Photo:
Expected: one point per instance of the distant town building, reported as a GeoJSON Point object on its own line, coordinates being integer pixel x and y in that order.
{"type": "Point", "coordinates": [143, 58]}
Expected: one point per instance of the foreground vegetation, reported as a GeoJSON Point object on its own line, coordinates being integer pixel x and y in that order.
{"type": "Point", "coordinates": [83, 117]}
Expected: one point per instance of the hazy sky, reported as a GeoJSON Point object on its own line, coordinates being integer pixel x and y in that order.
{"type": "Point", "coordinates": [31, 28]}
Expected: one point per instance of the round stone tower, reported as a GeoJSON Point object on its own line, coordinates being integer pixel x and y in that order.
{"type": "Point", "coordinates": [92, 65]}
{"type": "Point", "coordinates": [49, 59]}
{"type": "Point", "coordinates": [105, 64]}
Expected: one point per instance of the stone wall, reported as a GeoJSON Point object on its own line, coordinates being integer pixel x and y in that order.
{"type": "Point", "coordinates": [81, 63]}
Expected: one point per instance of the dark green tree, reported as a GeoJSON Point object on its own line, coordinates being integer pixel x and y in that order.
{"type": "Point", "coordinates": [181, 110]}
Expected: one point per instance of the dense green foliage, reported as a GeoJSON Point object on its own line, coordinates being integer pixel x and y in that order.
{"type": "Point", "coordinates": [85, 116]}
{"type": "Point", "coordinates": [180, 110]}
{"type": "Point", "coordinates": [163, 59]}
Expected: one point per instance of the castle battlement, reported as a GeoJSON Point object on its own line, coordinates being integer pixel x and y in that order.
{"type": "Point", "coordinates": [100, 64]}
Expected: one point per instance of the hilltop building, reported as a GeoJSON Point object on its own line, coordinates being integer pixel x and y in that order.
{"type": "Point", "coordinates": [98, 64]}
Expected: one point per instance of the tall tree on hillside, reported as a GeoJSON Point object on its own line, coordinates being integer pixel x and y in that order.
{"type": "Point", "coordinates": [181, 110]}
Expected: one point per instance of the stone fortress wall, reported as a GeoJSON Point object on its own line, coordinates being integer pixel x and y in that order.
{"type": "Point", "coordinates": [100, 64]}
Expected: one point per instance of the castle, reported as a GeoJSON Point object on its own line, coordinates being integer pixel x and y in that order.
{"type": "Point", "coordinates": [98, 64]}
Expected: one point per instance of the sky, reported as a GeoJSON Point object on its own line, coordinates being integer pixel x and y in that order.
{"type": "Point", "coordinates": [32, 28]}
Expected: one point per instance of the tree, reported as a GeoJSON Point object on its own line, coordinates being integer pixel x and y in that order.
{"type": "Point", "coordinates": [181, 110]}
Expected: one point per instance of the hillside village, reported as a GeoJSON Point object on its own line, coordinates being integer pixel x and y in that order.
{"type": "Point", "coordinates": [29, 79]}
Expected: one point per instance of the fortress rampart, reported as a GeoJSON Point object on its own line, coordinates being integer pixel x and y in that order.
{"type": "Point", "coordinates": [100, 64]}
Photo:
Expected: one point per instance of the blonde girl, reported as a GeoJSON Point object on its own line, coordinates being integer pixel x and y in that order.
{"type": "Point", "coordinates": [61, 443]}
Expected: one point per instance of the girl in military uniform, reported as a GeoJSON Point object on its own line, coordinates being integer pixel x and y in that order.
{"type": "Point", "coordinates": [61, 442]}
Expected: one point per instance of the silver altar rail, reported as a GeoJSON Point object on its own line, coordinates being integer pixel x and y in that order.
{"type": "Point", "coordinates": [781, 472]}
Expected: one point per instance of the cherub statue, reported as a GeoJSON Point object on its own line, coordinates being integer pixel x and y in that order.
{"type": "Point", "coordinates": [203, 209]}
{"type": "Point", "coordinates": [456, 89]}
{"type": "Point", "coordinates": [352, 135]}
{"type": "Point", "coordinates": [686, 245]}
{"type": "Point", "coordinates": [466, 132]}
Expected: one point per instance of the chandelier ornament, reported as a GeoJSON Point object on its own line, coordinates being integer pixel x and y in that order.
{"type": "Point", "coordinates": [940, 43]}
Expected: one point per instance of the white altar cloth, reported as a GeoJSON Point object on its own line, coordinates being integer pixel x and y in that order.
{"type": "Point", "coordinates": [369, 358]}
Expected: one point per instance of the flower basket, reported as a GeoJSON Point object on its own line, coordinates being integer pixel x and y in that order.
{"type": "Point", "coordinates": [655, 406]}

──────────

Can you return all of the material above verbatim, line for line, with nothing altered, added, or left out?

Photo:
Expected: one point per instance of the distant town building, reported as a GeoJSON Point object on its own line, coordinates being integer pixel x and y in that order.
{"type": "Point", "coordinates": [143, 58]}
Expected: one point per instance of the foreground vegetation, reported as a GeoJSON Point object on its own line, coordinates being integer pixel x and y in that order.
{"type": "Point", "coordinates": [83, 117]}
Expected: one point per instance of the hazy sky, reported as a GeoJSON Point object on its own line, coordinates being integer pixel x and y in that order.
{"type": "Point", "coordinates": [31, 28]}
Expected: one point per instance of the round stone tower, reported as a GeoJSON Point object on its own line, coordinates being integer pixel x and y in that order.
{"type": "Point", "coordinates": [92, 65]}
{"type": "Point", "coordinates": [49, 59]}
{"type": "Point", "coordinates": [105, 64]}
Expected: one point per instance of the stone wall, reported as a GeoJSON Point object on its own line, coordinates being integer pixel x and y in that order.
{"type": "Point", "coordinates": [81, 63]}
Expected: one point per instance of the dark green tree, reported as a GeoJSON Point object on its own line, coordinates being integer pixel x and y in that order.
{"type": "Point", "coordinates": [181, 110]}
Expected: one point per instance of the dense green foliage, reported as a GeoJSON Point object on its own line, coordinates being integer pixel x and y in that order.
{"type": "Point", "coordinates": [85, 116]}
{"type": "Point", "coordinates": [180, 110]}
{"type": "Point", "coordinates": [163, 59]}
Expected: one point per instance of the castle battlement, reported as a GeoJSON Point object on its own line, coordinates being integer pixel x and y in that order.
{"type": "Point", "coordinates": [100, 64]}
Expected: one point per instance of the hilltop building, reported as a GeoJSON Point object on its own line, coordinates being integer pixel x and y in that order.
{"type": "Point", "coordinates": [98, 64]}
Expected: one point per instance of the tall tree on hillside, reported as a GeoJSON Point object on its own line, coordinates being integer pixel x and y in that order.
{"type": "Point", "coordinates": [181, 110]}
Expected: one point per instance of the stone fortress wall, reported as a GeoJSON Point object on its own line, coordinates being integer pixel x and y in that order.
{"type": "Point", "coordinates": [100, 64]}
Expected: one point per instance of the castle, reported as a GeoJSON Point object on its own line, coordinates being integer pixel x and y in that order.
{"type": "Point", "coordinates": [98, 64]}
Expected: one point per instance of the sky, reported as a GeoJSON Point object on its own line, coordinates being integer pixel x and y in that order.
{"type": "Point", "coordinates": [32, 28]}
Expected: one point per instance of the tree, reported as a GeoJSON Point object on its own line, coordinates being integer pixel x and y in that order.
{"type": "Point", "coordinates": [181, 110]}
Expected: one point per instance of the hillside village, reported as a GeoJSON Point object on its own line, coordinates being integer pixel x and y in that order.
{"type": "Point", "coordinates": [29, 79]}
Expected: one point per instance of the fortress rampart, reported as a GeoJSON Point object on its own line, coordinates being integer pixel x and y in that order.
{"type": "Point", "coordinates": [100, 64]}
Photo:
Expected: one point per instance of the blonde girl, reported as a GeoJSON Point object on its own line, coordinates being integer pixel x and y in that order.
{"type": "Point", "coordinates": [61, 443]}
Expected: one point per instance of the girl in military uniform, reported as a GeoJSON Point object on its own line, coordinates being integer pixel x and y in that order.
{"type": "Point", "coordinates": [61, 442]}
Expected: one point per instance of the silver altar rail, reported as a GeoJSON Point object on its own line, coordinates being integer pixel x and y in that order.
{"type": "Point", "coordinates": [781, 472]}
Expected: one point per instance of the cherub statue, reported as a GeoJSON Point object on its own line, coordinates being integer pixel x and y in that order.
{"type": "Point", "coordinates": [203, 209]}
{"type": "Point", "coordinates": [456, 89]}
{"type": "Point", "coordinates": [352, 135]}
{"type": "Point", "coordinates": [686, 245]}
{"type": "Point", "coordinates": [466, 132]}
Expected: one point per instance of the chandelier ornament, reported as a GeoJSON Point object on its own line, coordinates being integer pixel x and y in that order.
{"type": "Point", "coordinates": [940, 43]}
Expected: one point per instance of the white altar cloth, reported as a GeoJSON Point object on its own line, coordinates being integer pixel x and y in that order.
{"type": "Point", "coordinates": [369, 358]}
Expected: one point per instance of the flower basket, reported as a GeoJSON Point object on its own line, coordinates being integer pixel x and y in that order.
{"type": "Point", "coordinates": [655, 406]}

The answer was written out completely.